Recorded data:
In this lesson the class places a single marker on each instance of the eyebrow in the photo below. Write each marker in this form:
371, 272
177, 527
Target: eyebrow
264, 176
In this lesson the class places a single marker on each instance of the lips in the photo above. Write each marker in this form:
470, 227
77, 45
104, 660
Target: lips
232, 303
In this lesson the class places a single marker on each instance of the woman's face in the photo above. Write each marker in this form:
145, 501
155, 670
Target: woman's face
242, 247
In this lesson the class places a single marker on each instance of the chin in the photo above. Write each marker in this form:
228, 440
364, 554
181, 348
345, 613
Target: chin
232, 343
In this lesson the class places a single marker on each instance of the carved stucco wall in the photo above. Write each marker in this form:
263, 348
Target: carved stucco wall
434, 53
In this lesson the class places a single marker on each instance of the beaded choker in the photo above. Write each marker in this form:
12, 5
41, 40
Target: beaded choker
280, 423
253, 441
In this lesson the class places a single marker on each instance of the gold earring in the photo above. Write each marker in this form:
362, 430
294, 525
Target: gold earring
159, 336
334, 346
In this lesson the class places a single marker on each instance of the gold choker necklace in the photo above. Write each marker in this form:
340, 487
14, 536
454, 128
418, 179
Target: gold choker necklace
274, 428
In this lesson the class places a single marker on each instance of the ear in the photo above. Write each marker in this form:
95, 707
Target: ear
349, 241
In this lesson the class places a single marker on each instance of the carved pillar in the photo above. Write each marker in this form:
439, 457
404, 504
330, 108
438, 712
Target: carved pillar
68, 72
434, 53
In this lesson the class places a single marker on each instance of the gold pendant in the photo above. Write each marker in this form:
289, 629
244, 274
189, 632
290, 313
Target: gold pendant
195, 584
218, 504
...
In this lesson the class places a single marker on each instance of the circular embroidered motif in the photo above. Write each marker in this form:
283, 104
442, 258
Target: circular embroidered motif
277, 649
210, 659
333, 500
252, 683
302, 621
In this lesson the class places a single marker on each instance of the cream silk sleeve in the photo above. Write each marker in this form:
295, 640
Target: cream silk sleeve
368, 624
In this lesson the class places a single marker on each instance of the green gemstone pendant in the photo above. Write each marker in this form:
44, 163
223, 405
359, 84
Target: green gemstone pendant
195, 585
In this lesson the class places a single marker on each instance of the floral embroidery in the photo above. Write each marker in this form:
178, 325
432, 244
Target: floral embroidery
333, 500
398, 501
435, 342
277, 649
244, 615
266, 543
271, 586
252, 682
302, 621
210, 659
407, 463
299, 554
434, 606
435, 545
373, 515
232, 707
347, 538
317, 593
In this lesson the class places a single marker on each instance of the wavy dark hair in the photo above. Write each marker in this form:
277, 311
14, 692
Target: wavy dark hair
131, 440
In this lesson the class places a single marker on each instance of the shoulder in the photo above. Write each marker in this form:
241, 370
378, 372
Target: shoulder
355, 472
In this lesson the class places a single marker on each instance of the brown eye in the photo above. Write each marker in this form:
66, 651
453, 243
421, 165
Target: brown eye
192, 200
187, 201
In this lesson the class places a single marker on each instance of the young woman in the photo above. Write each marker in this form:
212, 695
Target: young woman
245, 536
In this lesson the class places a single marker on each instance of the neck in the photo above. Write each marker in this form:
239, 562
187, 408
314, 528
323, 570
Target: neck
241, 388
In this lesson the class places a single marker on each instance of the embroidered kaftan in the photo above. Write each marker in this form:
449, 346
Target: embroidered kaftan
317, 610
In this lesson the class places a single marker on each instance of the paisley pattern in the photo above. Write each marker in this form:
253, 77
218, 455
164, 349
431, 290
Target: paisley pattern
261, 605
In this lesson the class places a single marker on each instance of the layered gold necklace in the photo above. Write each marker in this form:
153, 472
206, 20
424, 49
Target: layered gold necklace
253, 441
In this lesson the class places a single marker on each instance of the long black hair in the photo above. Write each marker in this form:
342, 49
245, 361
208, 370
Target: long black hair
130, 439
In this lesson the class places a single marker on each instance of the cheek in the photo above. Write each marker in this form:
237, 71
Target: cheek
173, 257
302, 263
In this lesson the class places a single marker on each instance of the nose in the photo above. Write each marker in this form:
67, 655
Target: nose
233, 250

### Assigned task
In the entries above, one line contains "of the eyebrow" and another contains "of the woman's". Reproduce exactly those two lines and the lines between them, nothing else.

### Result
In this lesson the class places a single marker on each instance of the eyebrow in the photo below. Write each marker in this form:
371, 272
177, 527
Target: eyebrow
264, 176
In this lesson the class places a single marker on each instance of the lips in the photo above. Write each marker in this form:
470, 227
77, 45
104, 660
Target: lips
232, 303
In this lesson the class places a single marker on each instance of the woman's face in the photo above. Write each marker in this form:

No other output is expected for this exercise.